What to work on: Turn the part of the records that opens with the line containing "Where can the weathered" and runs through the end of the records into a numbered list, one line per item, omitting any blank lines.

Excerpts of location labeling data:
>>>

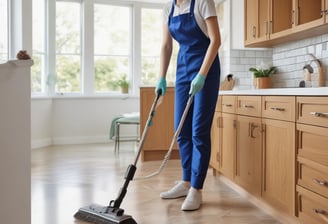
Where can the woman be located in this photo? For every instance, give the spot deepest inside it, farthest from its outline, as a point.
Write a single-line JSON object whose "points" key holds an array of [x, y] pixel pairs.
{"points": [[193, 24]]}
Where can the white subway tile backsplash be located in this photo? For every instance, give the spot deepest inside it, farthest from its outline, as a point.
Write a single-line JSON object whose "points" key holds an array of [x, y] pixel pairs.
{"points": [[289, 58]]}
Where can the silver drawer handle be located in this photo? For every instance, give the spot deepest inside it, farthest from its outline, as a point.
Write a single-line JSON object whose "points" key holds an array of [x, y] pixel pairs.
{"points": [[277, 108], [247, 106], [320, 182], [319, 114], [321, 213]]}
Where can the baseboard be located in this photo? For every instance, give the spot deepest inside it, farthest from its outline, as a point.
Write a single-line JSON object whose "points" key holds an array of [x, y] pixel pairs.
{"points": [[81, 140], [40, 143]]}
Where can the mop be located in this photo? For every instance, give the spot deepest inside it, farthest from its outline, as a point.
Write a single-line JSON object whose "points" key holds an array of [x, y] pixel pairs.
{"points": [[113, 214]]}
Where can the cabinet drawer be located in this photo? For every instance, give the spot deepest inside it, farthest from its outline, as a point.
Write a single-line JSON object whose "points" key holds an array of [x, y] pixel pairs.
{"points": [[279, 107], [312, 208], [312, 143], [313, 110], [249, 105], [313, 176], [229, 104]]}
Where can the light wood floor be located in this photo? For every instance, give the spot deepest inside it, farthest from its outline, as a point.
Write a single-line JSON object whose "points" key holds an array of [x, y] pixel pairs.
{"points": [[65, 178]]}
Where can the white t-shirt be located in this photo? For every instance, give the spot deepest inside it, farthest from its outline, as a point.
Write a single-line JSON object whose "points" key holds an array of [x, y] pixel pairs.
{"points": [[203, 10]]}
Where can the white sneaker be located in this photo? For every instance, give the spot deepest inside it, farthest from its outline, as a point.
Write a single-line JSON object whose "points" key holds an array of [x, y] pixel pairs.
{"points": [[179, 190], [192, 201]]}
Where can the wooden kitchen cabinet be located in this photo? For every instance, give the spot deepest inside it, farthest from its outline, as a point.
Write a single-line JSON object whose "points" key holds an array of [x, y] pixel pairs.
{"points": [[249, 144], [216, 138], [312, 159], [228, 143], [310, 13], [278, 123], [270, 22], [266, 19], [249, 154], [161, 132]]}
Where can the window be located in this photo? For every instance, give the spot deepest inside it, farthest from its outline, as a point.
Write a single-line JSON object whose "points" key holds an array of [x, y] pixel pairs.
{"points": [[111, 46], [68, 47], [85, 47], [39, 47], [151, 37], [3, 30]]}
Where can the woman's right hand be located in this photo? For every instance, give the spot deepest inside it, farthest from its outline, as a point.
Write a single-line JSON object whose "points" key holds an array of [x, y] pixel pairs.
{"points": [[161, 86]]}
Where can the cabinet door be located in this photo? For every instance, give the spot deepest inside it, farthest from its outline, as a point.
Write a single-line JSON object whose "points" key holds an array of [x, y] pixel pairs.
{"points": [[228, 144], [216, 141], [310, 13], [249, 154], [263, 20], [161, 132], [251, 9], [281, 18], [279, 164]]}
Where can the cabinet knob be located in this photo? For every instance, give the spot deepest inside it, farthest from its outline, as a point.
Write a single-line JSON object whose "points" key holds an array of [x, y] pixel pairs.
{"points": [[321, 213], [248, 106], [320, 182], [319, 114], [277, 108], [323, 12]]}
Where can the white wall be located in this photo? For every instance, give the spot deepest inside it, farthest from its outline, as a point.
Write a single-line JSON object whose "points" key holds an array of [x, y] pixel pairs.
{"points": [[15, 170], [75, 120]]}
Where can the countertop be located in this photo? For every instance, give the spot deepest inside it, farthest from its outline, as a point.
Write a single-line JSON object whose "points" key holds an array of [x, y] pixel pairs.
{"points": [[319, 91]]}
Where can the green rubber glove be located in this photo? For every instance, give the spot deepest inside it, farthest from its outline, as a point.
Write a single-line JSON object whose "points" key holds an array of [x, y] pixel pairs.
{"points": [[197, 84], [161, 86]]}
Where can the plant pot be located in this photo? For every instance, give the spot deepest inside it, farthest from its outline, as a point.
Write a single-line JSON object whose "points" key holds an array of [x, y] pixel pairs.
{"points": [[263, 82], [124, 89]]}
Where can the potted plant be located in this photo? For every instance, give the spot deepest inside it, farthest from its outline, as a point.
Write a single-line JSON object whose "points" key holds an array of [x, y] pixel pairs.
{"points": [[262, 75], [123, 83]]}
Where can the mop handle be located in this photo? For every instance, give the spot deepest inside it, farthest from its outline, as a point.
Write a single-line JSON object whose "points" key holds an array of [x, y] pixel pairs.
{"points": [[147, 125], [176, 135]]}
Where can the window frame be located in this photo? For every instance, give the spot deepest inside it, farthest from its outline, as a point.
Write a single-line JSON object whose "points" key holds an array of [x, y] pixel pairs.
{"points": [[8, 29]]}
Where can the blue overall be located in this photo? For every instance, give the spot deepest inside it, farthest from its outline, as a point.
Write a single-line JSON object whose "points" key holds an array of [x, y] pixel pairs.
{"points": [[194, 140]]}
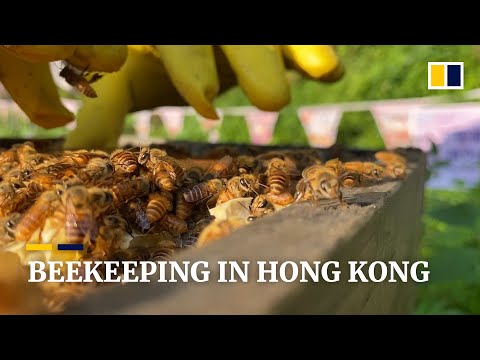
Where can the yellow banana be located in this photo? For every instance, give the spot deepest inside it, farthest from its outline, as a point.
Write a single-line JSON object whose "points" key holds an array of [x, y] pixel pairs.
{"points": [[193, 71], [316, 61], [40, 53], [142, 83], [101, 58], [261, 74], [32, 87]]}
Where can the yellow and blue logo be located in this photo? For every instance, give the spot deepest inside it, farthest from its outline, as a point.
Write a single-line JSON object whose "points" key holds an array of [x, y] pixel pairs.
{"points": [[445, 75], [49, 247]]}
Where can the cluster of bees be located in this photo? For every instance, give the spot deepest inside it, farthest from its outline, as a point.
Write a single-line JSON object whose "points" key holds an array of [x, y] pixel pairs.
{"points": [[141, 204]]}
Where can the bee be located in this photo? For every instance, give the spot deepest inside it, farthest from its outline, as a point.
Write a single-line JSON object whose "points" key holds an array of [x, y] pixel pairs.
{"points": [[113, 235], [35, 216], [318, 182], [80, 224], [128, 189], [278, 178], [78, 81], [193, 176], [13, 197], [283, 199], [136, 214], [7, 227], [159, 203], [97, 171], [394, 164], [166, 171], [222, 168], [218, 229], [174, 224], [260, 206], [237, 186], [183, 209], [189, 238], [203, 190], [100, 199], [125, 162], [247, 164]]}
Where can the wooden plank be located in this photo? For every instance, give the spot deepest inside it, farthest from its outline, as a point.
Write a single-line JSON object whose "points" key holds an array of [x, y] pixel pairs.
{"points": [[383, 223]]}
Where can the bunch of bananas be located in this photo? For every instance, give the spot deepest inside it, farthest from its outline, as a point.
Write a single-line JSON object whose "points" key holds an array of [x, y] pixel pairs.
{"points": [[141, 77]]}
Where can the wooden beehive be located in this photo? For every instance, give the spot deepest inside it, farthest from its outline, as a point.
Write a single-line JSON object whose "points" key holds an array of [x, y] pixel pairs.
{"points": [[382, 222]]}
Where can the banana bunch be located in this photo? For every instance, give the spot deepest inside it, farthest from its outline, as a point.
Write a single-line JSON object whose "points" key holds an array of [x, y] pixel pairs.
{"points": [[25, 74], [141, 77]]}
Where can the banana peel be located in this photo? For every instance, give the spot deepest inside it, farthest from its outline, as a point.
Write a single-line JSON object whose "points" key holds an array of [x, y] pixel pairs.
{"points": [[32, 87]]}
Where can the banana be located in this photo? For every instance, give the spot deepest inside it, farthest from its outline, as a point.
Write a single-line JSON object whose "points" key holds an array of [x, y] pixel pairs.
{"points": [[142, 83], [100, 120], [193, 71], [316, 61], [40, 53], [261, 74], [32, 87], [101, 58]]}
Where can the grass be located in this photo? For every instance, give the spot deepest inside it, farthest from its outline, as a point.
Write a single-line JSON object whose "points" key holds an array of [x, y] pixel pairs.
{"points": [[451, 241]]}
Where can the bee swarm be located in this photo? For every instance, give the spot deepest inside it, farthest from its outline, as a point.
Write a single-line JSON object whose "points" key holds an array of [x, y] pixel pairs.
{"points": [[144, 204]]}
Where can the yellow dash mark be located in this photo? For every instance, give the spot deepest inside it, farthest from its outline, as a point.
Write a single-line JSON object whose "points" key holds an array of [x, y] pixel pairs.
{"points": [[33, 247], [437, 75]]}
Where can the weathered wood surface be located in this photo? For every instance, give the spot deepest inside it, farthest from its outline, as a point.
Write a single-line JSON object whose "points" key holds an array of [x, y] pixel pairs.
{"points": [[382, 222]]}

<<<

Exercise result:
1. Where can the weathered wood surface be located in this photo? For every instance, give the spot deepest inside it, farthest from its outline, as a point.
2. Write a single-line JSON object whose "points" key holds an array of [x, y] pixel pairs.
3. {"points": [[382, 222]]}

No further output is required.